§ EXERCISE BRIEF: Count the lines in the records below that contain the string "sample", where uppercase and lowercase letters count as different. Give only the number.

§ RECORDS FOR THE TASK:
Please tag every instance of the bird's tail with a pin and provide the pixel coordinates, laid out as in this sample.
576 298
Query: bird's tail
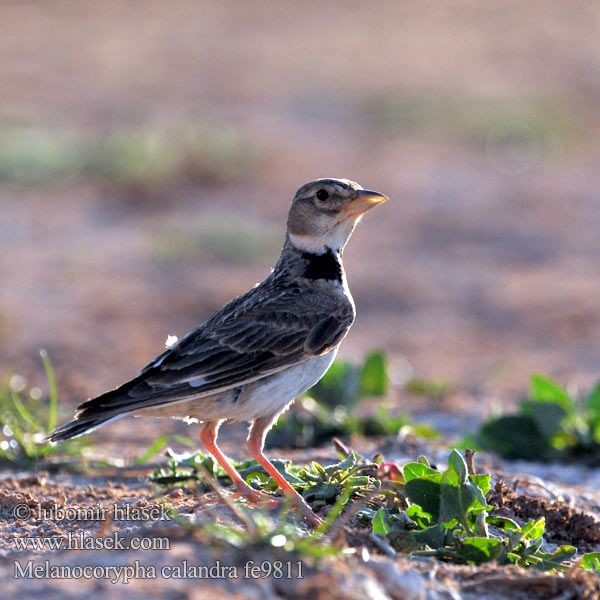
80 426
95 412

==

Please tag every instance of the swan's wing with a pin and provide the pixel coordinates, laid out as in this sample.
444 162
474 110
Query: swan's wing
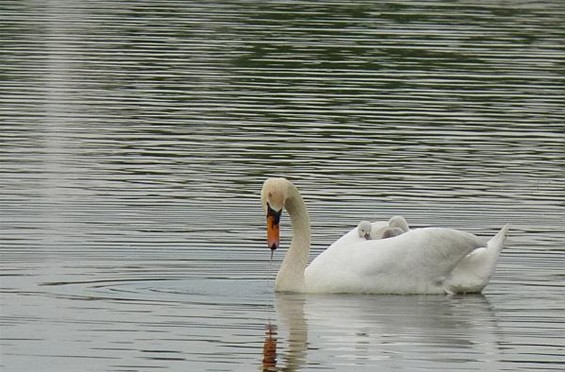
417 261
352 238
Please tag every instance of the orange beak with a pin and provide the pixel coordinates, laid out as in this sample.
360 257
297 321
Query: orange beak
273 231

§ RESULT: 3